GOAL: Reproduce every one of the lines below word for word, but leave out the pictures.

#####

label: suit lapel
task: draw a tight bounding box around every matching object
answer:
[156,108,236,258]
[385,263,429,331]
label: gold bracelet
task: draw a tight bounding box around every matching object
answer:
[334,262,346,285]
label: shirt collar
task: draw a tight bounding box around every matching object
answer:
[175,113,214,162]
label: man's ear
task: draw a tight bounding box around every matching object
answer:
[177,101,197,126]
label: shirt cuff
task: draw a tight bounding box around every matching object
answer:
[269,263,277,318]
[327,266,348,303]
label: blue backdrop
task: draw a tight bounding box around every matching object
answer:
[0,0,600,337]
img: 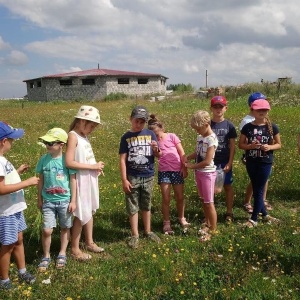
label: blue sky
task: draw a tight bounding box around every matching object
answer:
[0,0,300,98]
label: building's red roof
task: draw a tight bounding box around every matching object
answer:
[24,69,167,82]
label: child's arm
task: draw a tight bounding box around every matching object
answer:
[37,174,44,209]
[69,174,77,213]
[185,146,216,169]
[0,176,39,195]
[120,153,132,193]
[223,138,235,173]
[17,164,29,174]
[65,133,104,173]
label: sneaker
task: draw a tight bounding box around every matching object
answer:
[145,231,160,243]
[127,236,139,248]
[0,280,13,290]
[262,215,280,224]
[243,219,257,228]
[19,272,36,284]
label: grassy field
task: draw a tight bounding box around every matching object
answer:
[0,96,300,300]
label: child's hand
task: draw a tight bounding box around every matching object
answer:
[68,202,76,213]
[26,176,40,186]
[123,180,132,194]
[17,164,29,174]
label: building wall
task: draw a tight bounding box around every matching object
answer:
[26,76,166,101]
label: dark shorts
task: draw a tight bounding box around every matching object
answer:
[158,171,184,184]
[125,175,154,215]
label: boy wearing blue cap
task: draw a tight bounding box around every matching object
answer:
[0,121,39,290]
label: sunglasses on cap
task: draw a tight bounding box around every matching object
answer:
[43,141,62,147]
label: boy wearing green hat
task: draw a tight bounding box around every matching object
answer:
[36,128,76,272]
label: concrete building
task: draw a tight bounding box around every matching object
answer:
[23,68,168,101]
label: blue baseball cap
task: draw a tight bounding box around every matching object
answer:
[248,92,267,106]
[0,121,24,141]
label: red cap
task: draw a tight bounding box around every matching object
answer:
[210,96,227,106]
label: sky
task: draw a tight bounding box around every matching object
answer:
[0,0,300,98]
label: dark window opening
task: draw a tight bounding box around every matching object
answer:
[82,78,95,85]
[118,78,129,84]
[138,78,149,84]
[59,79,73,85]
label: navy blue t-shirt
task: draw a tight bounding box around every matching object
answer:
[210,120,237,165]
[119,128,157,177]
[241,123,279,164]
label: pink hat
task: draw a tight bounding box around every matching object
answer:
[251,99,271,110]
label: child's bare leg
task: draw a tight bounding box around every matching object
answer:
[142,210,151,234]
[0,244,15,280]
[42,228,53,258]
[12,232,26,270]
[71,217,82,256]
[224,184,234,214]
[59,228,70,255]
[203,202,217,231]
[173,184,185,220]
[160,183,171,221]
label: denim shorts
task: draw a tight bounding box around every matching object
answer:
[125,175,154,215]
[42,200,73,229]
[158,171,184,184]
[0,211,27,245]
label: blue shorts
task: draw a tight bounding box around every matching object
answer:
[42,201,73,229]
[158,171,184,184]
[0,211,27,245]
[216,163,233,185]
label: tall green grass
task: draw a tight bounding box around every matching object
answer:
[0,92,300,300]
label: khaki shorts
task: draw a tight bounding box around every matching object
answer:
[125,175,154,215]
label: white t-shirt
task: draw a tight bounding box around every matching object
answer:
[0,156,27,217]
[239,115,255,131]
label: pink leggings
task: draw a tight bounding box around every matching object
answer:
[195,171,217,203]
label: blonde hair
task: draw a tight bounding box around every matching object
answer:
[191,110,210,127]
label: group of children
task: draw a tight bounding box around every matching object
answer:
[0,93,281,289]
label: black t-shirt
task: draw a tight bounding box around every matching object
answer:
[241,123,279,163]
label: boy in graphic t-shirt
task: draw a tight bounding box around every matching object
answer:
[119,106,161,248]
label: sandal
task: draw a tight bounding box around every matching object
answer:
[178,218,191,228]
[38,257,51,272]
[85,243,104,253]
[264,200,273,210]
[56,255,67,269]
[225,213,233,223]
[243,203,253,214]
[71,252,92,262]
[163,221,174,235]
[243,219,257,228]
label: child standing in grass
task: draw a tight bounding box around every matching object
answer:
[0,121,39,290]
[148,115,190,234]
[185,110,218,241]
[239,92,272,214]
[36,128,76,272]
[210,96,237,222]
[119,106,161,248]
[66,105,104,261]
[239,99,281,228]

#####

SOLUTION:
label: suit lapel
task: draw a tight bounding box around every matching object
answer:
[156,108,236,258]
[385,263,429,331]
label: gold bracelet
task: draw a tight bounding box around every matching object
answer:
[334,262,346,285]
label: shirt collar
task: draw a tight bounding box around every matching object
answer:
[175,113,214,162]
label: man's ear
task: draw a tight bounding box around every matching object
answer:
[177,101,197,126]
label: shirt cuff
task: draw a tight bounding box around every matching object
answer:
[269,263,277,318]
[327,266,348,303]
label: blue backdrop
task: draw a tight bounding box around every matching object
answer:
[0,0,600,337]
img: 
label: blue sky
task: draw a tight bounding box around every matching object
answer:
[0,0,300,98]
label: building's red roof
task: draw a tight bounding box around every matching object
answer:
[24,69,167,82]
label: child's arm
task: draw a tight bounding box around every matching object
answer:
[37,174,44,209]
[69,174,77,213]
[185,146,216,169]
[0,176,39,195]
[120,153,132,193]
[223,138,235,173]
[17,164,29,174]
[65,133,104,173]
label: sneaker
task: draw a tight bounding box around every matching object
answer:
[145,231,160,243]
[127,236,139,248]
[0,280,13,290]
[262,215,280,224]
[243,219,257,228]
[19,272,36,284]
label: grassy field
task: draw a tight bounding box around every matching object
answer:
[0,96,300,300]
label: child's hand
task: draw a tight bounding box around every matching object
answer:
[68,202,76,213]
[26,176,40,186]
[123,180,132,194]
[17,164,29,174]
label: building wall
task: draw a tight bounding box around every matching object
answer:
[26,76,166,101]
label: dark shorts
task: draw a tight bounding box around every matching object
answer:
[158,171,184,184]
[125,175,154,215]
label: boy wearing blue cap
task: draw a tight bounding box around every matching object
answer:
[0,121,39,290]
label: sunglasses on cap
task: draw a tight bounding box around every matching object
answer:
[43,141,62,147]
label: boy wearing green hat
task: draw a tight bounding box around every matching object
answer:
[36,128,76,272]
label: concrete building
task: draw a tight bounding box around every matching object
answer:
[23,68,168,101]
label: blue baseball cap
task: draw a tight bounding box around every matching object
answer:
[248,92,267,106]
[0,121,24,141]
label: red cap
task: draw a tight bounding box around every matching object
answer:
[210,96,227,106]
label: sky
task: draw a tight bounding box around every matching object
answer:
[0,0,300,98]
label: dark window opening
task: draw a tight bounding box around every matching object
answer:
[82,78,95,85]
[118,78,129,84]
[138,78,149,84]
[59,79,73,85]
label: navy blue t-shirt
task: draw a tight bounding box around every matching object
answer:
[210,120,237,165]
[119,128,157,177]
[241,123,279,164]
label: pink hat
task: draw a tight bounding box around every matching object
answer:
[251,99,271,110]
label: child's bare leg
task: draw a tight bounding box around every matching object
answer:
[142,210,151,234]
[0,244,15,280]
[42,228,53,258]
[12,232,26,270]
[71,217,82,256]
[224,184,234,214]
[59,228,70,255]
[203,202,217,231]
[173,184,185,220]
[160,183,171,221]
label: denim shorts
task: draw a tight bounding box around every matching object
answer:
[125,175,154,215]
[42,200,73,229]
[158,171,184,184]
[0,211,27,245]
label: blue shorts
task: draw a tight bounding box around every matching object
answer:
[42,201,73,229]
[158,171,184,184]
[0,211,27,245]
[216,163,233,185]
label: tall green grass
task: draw a tight bounding box around every matching object
answer:
[0,92,300,300]
label: khaki shorts
task: draw a tight bounding box around every matching object
answer:
[125,175,154,215]
label: white t-shirt
task: draw a tight bounding box around every matching object
answer:
[0,156,27,217]
[239,115,255,131]
label: pink leggings
task: draw a tight bounding box around every matching object
answer:
[195,171,217,203]
label: blonde hair
task: draw a tight bounding box around every matching object
answer:
[191,110,210,127]
label: group of children
task: draw a tight bounding box around every matching object
answer:
[0,93,281,289]
label: black t-shirt
task: draw a tight bounding box around every matching object
answer:
[241,123,279,163]
label: boy in graphic t-shirt
task: draw a tight bounding box around every matching object
answer:
[119,106,161,248]
label: sandal
task: draw a tight bounding box around every matching object
answer:
[178,218,191,228]
[38,257,51,272]
[85,243,104,253]
[264,200,273,210]
[56,255,67,269]
[225,213,233,223]
[243,203,253,214]
[71,252,92,262]
[163,221,174,235]
[243,219,257,228]
label: child standing in grass
task: draw a tight bounding box around every matching object
answer:
[0,121,39,290]
[148,115,190,234]
[185,110,218,241]
[239,92,272,214]
[36,128,76,272]
[210,96,237,222]
[119,106,161,248]
[66,105,104,261]
[239,99,281,228]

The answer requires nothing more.